*** Quoted passage ***
The involvement of this innate immunity signals in seizures indicates that neuronal excitability is affected by both IL-1beta and HMGB1. Looking into the molecular mechanisms underlying this effect, we found that the activation of IL-1R1 or TLR4 in neurons induces, within minutes, the Src kinase–mediated phosphorylation of the NR2B subunit of the N-methyl-D-aspartate (NMDA) receptor complex, thus leading to the increased neuronal Ca2+ influx [32,34,37,38]. This post-translational molecular event underlies the proconvulsive activity of both IL-1beta and HMGB1, as well as their excitotoxic properties. Moreover, a recent paper described that the activation of TLR4 by HMGB1 increased afferent evoked dentate gyrus excitability after concussive brain injury in mice [39], an event that increases the risk of developing epileptic seizures in animal models and in humans. Additional molecular mechanisms that might contribute to hyperexcitability phenomena with relevance for seizures include the downregulation of the hyperpolarization-activated cyclic nucleotide-gated (HCN1) channel, and the associated Ih current, on dendrites of hippocampal pyramidal neurons (unpublished data) and the reduction of GABA-A receptor mediated currents [25,40]. Finally, both IL-1beta and HMGB1 have been reported to increase the extracellular glutamate levels either by inhibiting glutamate re-uptake or promoting its release from glia, or by enhancing NMDA-mediated glutamate release from synaptic terminals, thereby increasing neuronal excitability [reviewed in [10]; 41,42]. The promoting effects of IL-1beta on glutamatergic transmission can also be mediated by PKC phosphorylation of the transient receptor potential vanilloid 1 channel (TRPV1) [43]. TRPV1 also mediates the inhibitory effects of IL-1beta on spontaneous inhibitory post-synaptic potentials [44,45], thus reinforcing the evidence that this cytokine induces defects in GABAergic neurotransmission in forebrain which may be relevant for seizures [25].
*** End of Quoted passage ***
#### Work request 1
Decide whether each statement agrees with the passage on IL-1beta and HMGB1 in seizures. Answer yes or no for each, and quote the deciding words from the passage. (a) Activating IL-1R1 or TLR4 in neurons leads within minutes to phosphorylation of the NR2B subunit of the NMDA receptor complex. (b) The study of dentate gyrus excitability after concussive brain injury was done in rats. (c) The reduction of GABA-A receptor mediated currents is listed among the mechanisms that might contribute to hyperexcitability.
#### Work request 2
Pick up the passage on IL-1beta and HMGB1 in seizures after its last sentence and continue it.
*** Entries shown ***
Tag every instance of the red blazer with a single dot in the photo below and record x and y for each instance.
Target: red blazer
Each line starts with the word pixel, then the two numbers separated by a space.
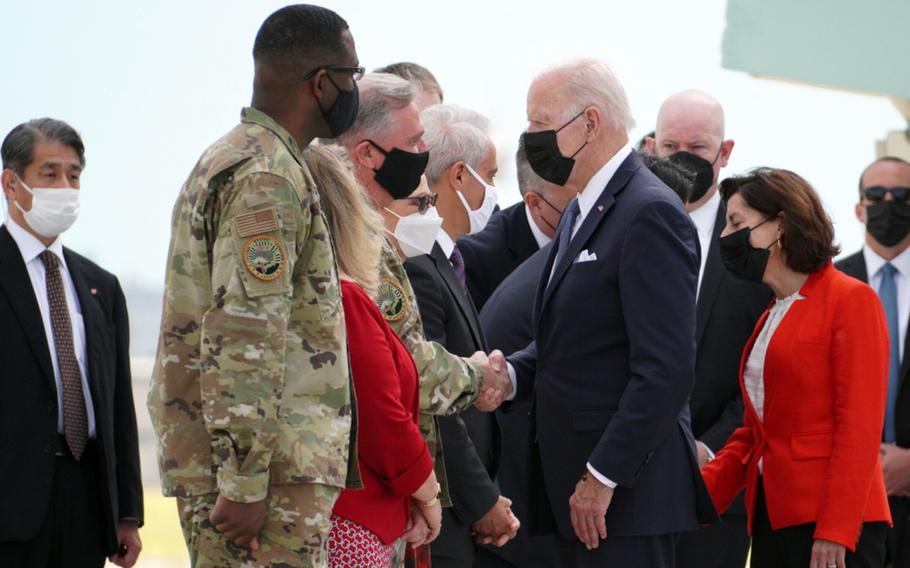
pixel 826 378
pixel 394 460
*** End of Entries shown ***
#### Expected answer 1
(a) Yes: "the activation of IL-1R1 or TLR4 in neurons induces, within minutes, the Src kinase–mediated phosphorylation of the NR2B subunit of the N-methyl-D-aspartate (NMDA) receptor complex"
(b) No: "after concussive brain injury in mice"
(c) Yes: "Additional molecular mechanisms that might contribute to hyperexcitability phenomena with relevance for seizures include" and "the reduction of GABA-A receptor mediated currents"

#### Expected answer 2
TNF-alpha, p55 and p75 receptors

Emerging evidence has demonstrated that, in addition to its effects on cell survival, TNF-alpha has neuromodulatory properties by promoting fast changes in neuronal excitability [46]. In analogy with IL-1beta and HMGB1, TNF-alpha affects seizure susceptibility in animal models as shown by pharmacological interventions that either mimic cytokine’s action or block either TNFR1 (p55) or TNFR2 (p75) receptor signaling [29,38,47]. In general, TNFR1 has been reported to mediate the ictogenic effects of TNF-alpha, whereas TNFR2 mediates the neuroprotective actions of this cytokine. Interestingly, a progressive reduction of TNFR2 with a concomitant increase of TNFR1 in forebrain neurons was reported in animal models of seizures [47], therefore shifting the balance towards the excitotoxic effects of this cytokine.

TNF-alpha can induce neuronal channelopathies since it affects both the assembly and the synaptic clustering of α-amino-3-hydroxy-5-methyl-4-isoxazolepropionic acid (AMPA) receptors as well as the membrane expression of GABA-A receptors. In particular, TNF-alpha by activating intracellular kinases induces the expression of extrasynaptic GLUR2-lacking, thus Ca2+ permeable, AMPA receptors, a mechanism involved in excitotoxicity and synaptic scaling [4850]. TNF-alpha promotes the induction of neuronal NMDA-NR1 receptors [51] and the endocytosis of GABA-A receptors, therefore decreasing inhibitory strength and reinforcing excitability [49]. Activation of protein kinases, such as PI3K and PKC, mediates TNF-alpha as well as IL-1beta modifications in the function of both receptor- and voltage-gated ion channels in neurons [5]. TNF-alpha can also induce glutamate release from microglia [52] and astrocytes [53]. In microglia, TNF-alpha evokes glutamate release by increasing the glutaminase convertion of glutamine to glutamate which is released via connexin 36 hemi-channels [52]. The astrocytic TNF-alpha evoked release involves COX-2/PGE2 synthesis, thereby resulting in increased intracellular Ca2+ mobilization [53].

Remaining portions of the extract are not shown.